BEGIN Passage

What you have been carrying, brought into the light.
Shadow Work® is a personal process for exploring the parts of yourself that have been disowned, hidden, or repressed — and integrating what you find.
“The parts of ourselves we hide, repress, or deny.”
Carl Jung used the word shadow for the side of ourselves we keep out of view. Robert Bly drew the metaphor further: each of us is born into a 360-degree personality, and over time we learn — sensibly — to put parts of ourselves into a bag we drag behind us. Anger that was punished. Sadness that was lonely. Joy that was too loud. Sometimes the parts in the bag are difficult; often they are simply the parts that did not fit where we grew up.
There is nothing wrong with having a bag. There is even gold in some of what we packed into it — the talents and qualities we couldn't let ourselves carry openly. But when the bag gets heavy enough that it begins to run our lives, it is time to open it.
Shadow Work is the process of opening the bag in a held room, in your own time, without pressure, and with people whose job it is to make that safe.
A map of the unconscious mind.
The work uses a four-quarter archetypal model — four energies, each entered through an emotion. Anger, sadness, fear, and joy are the four doorways; each archetype is what is on the other side.
The part of us that holds our own life with authority. The doorway is joy — which, in this work, gives us courage and direction. In shadow, the sovereign becomes the tyrant or the abdicator. In its gold, the sovereign decides — what we will allow, what we will champion, what we will rule out.
The part of us that feels and connects. The doorway is sadness — which opens us to love, vulnerability, the body, and the world. In shadow, the lover becomes the addict or the cynic. In its gold, the lover connects us to other people, to our bodies, to the world we live in.
The part of us that observes, detaches, and sees clearly. The doorway is fear — which, held well, becomes a wise advisor. In shadow, the magician becomes manipulator or chronic critic. In its gold, the magician helps us see ourselves without flinching.
The part of us that says yes and says no. The doorway is anger — which, in this work, opens our ability to set clean boundaries. In shadow, the warrior becomes the bully or the doormat. In its gold, the warrior sets boundaries and acts on what matters.
Most people arrive needing more of one direction than the others. The work is not to choose between them — it is to bring all four back into the room.
“What would you like to have happen?”

END Passage
BEGIN Excerpted records

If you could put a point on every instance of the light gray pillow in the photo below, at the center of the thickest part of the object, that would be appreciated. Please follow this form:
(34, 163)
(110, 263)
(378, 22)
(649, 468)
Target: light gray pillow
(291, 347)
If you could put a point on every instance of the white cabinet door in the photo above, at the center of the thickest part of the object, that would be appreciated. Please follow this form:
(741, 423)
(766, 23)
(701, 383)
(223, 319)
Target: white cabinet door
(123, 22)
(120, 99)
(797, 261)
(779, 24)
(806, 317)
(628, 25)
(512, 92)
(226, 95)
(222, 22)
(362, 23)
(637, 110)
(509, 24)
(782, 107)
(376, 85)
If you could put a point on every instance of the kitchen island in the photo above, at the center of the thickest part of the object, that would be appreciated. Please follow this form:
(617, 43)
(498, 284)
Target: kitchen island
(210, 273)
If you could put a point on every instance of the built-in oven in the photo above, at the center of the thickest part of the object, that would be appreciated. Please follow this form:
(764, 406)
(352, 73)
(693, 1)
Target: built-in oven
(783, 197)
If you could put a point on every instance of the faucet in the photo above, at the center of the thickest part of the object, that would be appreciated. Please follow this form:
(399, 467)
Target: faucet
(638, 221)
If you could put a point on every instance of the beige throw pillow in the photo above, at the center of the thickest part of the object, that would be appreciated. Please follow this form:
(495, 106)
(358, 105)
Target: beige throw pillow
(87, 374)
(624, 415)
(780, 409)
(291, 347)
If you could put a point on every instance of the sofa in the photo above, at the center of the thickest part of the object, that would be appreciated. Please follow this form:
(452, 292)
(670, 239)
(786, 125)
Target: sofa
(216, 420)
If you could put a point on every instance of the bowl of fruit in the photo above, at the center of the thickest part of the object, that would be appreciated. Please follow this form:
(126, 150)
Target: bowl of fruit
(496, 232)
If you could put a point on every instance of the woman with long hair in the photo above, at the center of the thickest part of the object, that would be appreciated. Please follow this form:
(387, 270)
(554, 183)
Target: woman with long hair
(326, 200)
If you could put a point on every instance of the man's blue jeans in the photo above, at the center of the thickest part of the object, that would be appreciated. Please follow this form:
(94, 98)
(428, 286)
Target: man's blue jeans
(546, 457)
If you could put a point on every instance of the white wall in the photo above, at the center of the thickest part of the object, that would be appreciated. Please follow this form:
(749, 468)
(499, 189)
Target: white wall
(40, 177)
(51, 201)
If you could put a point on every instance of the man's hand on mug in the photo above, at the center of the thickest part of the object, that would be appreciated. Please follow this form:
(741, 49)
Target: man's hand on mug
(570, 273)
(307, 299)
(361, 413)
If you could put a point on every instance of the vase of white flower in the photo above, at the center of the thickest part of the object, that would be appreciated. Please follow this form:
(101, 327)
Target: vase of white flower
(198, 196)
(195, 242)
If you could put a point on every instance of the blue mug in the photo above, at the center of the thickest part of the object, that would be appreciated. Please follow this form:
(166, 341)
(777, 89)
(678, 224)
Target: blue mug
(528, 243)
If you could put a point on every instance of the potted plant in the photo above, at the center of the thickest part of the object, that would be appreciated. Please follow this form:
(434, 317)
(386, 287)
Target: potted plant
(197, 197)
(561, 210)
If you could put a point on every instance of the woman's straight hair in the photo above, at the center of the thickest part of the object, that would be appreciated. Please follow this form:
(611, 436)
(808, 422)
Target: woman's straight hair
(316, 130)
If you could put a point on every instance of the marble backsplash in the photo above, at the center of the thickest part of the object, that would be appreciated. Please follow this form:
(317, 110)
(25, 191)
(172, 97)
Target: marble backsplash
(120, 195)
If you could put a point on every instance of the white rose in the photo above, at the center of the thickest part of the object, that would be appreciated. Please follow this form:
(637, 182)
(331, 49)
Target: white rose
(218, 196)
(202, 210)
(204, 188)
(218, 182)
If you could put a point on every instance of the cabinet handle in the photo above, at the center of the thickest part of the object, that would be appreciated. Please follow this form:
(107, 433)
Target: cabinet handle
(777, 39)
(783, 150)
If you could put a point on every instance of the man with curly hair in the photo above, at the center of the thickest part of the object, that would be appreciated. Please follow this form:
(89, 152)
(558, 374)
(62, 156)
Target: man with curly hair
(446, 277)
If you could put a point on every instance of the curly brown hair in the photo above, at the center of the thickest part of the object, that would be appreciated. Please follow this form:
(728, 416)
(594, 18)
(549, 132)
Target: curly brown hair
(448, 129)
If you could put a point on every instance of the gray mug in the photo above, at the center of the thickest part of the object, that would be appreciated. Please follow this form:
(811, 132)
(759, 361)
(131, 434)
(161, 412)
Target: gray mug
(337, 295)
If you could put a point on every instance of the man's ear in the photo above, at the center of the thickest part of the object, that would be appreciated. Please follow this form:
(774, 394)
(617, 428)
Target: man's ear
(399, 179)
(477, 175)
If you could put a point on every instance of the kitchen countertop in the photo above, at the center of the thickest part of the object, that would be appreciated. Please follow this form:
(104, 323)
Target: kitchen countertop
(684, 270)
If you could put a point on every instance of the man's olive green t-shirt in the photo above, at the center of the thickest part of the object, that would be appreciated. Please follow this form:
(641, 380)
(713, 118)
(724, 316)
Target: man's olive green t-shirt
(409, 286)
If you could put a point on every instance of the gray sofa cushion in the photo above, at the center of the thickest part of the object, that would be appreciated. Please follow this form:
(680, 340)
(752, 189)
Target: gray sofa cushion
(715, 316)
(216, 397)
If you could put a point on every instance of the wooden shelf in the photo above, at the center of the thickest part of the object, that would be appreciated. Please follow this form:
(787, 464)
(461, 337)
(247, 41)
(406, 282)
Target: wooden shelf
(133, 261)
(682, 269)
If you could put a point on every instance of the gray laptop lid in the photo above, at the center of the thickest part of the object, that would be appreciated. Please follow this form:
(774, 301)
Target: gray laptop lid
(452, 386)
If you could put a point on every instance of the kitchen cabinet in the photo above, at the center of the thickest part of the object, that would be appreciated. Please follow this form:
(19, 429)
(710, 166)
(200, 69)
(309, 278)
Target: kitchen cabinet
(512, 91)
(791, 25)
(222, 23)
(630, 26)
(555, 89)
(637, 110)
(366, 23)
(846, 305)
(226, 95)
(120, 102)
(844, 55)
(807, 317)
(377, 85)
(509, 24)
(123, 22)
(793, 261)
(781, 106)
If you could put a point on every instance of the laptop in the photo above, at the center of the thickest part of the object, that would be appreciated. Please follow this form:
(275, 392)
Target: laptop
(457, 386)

END Excerpted records

Work instruction 1: From the Shadow Work text, list every form that an archetype is said to take in shadow.
Work instruction 2: In the Shadow Work text, which emotion is the doorway to the part of us that observes, detaches, and sees clearly?
Work instruction 3: Reproduce the Shadow Work text word for word from "A map of the" up to and including "we live in.".
The rows above play no part in what is asked here.

Expected output 1: tyrant, abdicator, addict, cynic, manipulator, chronic critic, bully, doormat

Expected output 2: Fear

Expected output 3:
A map of the unconscious mind.
The work uses a four-quarter archetypal model — four energies, each entered through an emotion. Anger, sadness, fear, and joy are the four doorways; each archetype is what is on the other side.
The part of us that holds our own life with authority. The doorway is joy — which, in this work, gives us courage and direction. In shadow, the sovereign becomes the tyrant or the abdicator. In its gold, the sovereign decides — what we will allow, what we will champion, what we will rule out.
The part of us that feels and connects. The doorway is sadness — which opens us to love, vulnerability, the body, and the world. In shadow, the lover becomes the addict or the cynic. In its gold, the lover connects us to other people, to our bodies, to the world we live in.